- **WHAT THE TASK ASKS**
Transcribe each record exactly. Include every one.
※
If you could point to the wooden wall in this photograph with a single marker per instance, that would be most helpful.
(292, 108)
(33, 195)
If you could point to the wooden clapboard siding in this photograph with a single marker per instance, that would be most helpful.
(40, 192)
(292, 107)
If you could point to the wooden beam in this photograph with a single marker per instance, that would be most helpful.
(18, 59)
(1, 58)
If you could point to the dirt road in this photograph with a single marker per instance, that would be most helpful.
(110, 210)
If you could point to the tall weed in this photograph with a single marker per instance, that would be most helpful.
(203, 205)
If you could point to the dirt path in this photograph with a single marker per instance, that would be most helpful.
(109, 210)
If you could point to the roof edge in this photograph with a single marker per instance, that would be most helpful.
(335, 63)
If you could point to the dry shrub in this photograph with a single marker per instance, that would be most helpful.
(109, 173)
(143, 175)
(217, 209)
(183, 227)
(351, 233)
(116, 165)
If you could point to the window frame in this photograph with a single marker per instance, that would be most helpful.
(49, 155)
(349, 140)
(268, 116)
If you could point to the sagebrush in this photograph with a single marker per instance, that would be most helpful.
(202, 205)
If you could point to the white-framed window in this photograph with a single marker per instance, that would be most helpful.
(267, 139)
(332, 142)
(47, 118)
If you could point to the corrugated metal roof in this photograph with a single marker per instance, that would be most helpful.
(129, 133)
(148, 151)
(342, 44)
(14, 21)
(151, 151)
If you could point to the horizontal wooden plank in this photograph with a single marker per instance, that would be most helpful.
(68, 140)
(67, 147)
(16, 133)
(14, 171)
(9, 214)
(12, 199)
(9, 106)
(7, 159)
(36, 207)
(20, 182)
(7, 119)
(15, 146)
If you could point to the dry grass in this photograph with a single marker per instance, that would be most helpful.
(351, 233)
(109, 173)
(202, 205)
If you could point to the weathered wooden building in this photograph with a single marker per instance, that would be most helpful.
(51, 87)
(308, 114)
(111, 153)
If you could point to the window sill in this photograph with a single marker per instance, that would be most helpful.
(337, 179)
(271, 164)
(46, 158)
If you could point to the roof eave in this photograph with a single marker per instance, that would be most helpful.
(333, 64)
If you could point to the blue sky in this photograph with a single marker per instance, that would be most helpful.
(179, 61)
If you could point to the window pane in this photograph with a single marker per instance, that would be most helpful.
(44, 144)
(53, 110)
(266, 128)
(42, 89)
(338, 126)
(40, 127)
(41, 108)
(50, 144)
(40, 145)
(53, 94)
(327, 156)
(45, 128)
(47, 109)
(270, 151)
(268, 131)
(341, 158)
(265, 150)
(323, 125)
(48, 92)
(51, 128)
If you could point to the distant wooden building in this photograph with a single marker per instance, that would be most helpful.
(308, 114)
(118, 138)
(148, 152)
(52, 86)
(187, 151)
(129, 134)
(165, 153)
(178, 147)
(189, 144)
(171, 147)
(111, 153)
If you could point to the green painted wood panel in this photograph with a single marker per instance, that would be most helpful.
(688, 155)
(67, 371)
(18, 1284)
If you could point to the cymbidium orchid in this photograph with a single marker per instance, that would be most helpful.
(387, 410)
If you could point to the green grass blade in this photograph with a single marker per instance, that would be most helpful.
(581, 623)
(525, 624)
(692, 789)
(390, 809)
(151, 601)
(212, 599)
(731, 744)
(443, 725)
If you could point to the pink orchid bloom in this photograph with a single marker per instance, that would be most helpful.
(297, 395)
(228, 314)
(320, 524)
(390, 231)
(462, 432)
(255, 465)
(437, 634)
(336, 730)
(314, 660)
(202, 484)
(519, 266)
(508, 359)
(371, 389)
※
- **EXERCISE ANSWER**
If you could point to the wooden wall in this photograph with a single marker per instance, that would be most helpful.
(292, 108)
(33, 195)
If you could point to the wooden clapboard siding in this photograph with a single marker per instance, that would be most helpful.
(40, 192)
(292, 107)
If you could point to the wooden beam in this photograph with a single marker per instance, that would be most helpful.
(18, 59)
(1, 58)
If you could point to the dirt road in this photograph with a single marker per instance, that would be most helpful.
(110, 210)
If you could point to the tall weed in this photograph with a single marker per instance, that would be most helpful.
(203, 205)
If you could point to the dirt path in this photograph with a single marker per instance, that would be most helpful.
(109, 210)
If you could point to the roof edge in this photograph with a single marker per instance, that would be most helpful.
(335, 63)
If you could point to the dry shrub in this photograph with a single marker per instance, that would be most helpful.
(109, 173)
(143, 175)
(217, 209)
(183, 227)
(351, 233)
(116, 165)
If you could point to the window frame in this photograph with a single marker per instance, that would be most helpful.
(49, 155)
(349, 140)
(268, 116)
If you could point to the sagebrush in this photograph with a single marker per instance, that would be most helpful.
(202, 205)
If you could point to the white-framed window in this photograph with a single marker per instance, that would be most helpful.
(267, 139)
(332, 142)
(47, 118)
If you could point to the corrugated metal roof in this photograph with a single marker per instance, that would be most helpful.
(129, 133)
(148, 151)
(342, 44)
(14, 21)
(151, 151)
If you could point to the horizontal wooden plank in this photograph with a single marker per instance, that would be most helpful.
(68, 140)
(67, 147)
(16, 133)
(14, 171)
(9, 214)
(12, 199)
(9, 106)
(7, 159)
(36, 207)
(20, 182)
(7, 119)
(15, 146)
If you could point to the dry grass in this photograph with a single marker per instance, that would be most helpful.
(351, 233)
(109, 173)
(202, 205)
If you could point to the weathered wooden building in this photograph with a single marker per instance, that would be most helpful.
(51, 87)
(308, 114)
(111, 153)
If you could point to the window sill in this photograph with a single marker per instance, that would be most helpful.
(337, 179)
(271, 164)
(46, 158)
If you could point to the roof eave in this photograph with a single marker per instance, that would be most helpful.
(333, 64)
If you could point to the blue sky in this photograph with a single marker per instance, that would be most helpful.
(179, 61)
If you could point to the window pane in this photograph with a single marker per instance, that would be most helpful.
(44, 144)
(53, 110)
(266, 128)
(42, 89)
(338, 126)
(40, 127)
(41, 108)
(50, 144)
(40, 145)
(53, 94)
(327, 156)
(45, 128)
(47, 109)
(270, 151)
(268, 131)
(341, 158)
(265, 150)
(323, 125)
(48, 92)
(51, 128)
If you could point to the distant wooden building in this photograph with a single marker per instance, that would be most helpful.
(308, 114)
(118, 138)
(148, 152)
(52, 86)
(187, 151)
(129, 134)
(165, 153)
(178, 147)
(189, 144)
(171, 147)
(111, 153)
If you could point to the green painted wood panel in this photograph with a single marker per instance, that would be most helpful.
(688, 155)
(67, 371)
(18, 1284)
If you could point to the cymbidium orchid in this photograph with a single marker per instance, that would be most helpful.
(387, 410)
If you could point to the green grass blade in this photograph with a single marker per instance, that would be most helpful.
(581, 623)
(525, 624)
(692, 789)
(390, 809)
(151, 601)
(212, 599)
(731, 744)
(443, 725)
If you could point to the pink orchid bloom in this photograph with a single marker per instance, that would be most helpful.
(297, 395)
(228, 314)
(320, 524)
(390, 231)
(462, 432)
(255, 465)
(437, 634)
(336, 730)
(314, 660)
(202, 484)
(519, 266)
(508, 359)
(371, 389)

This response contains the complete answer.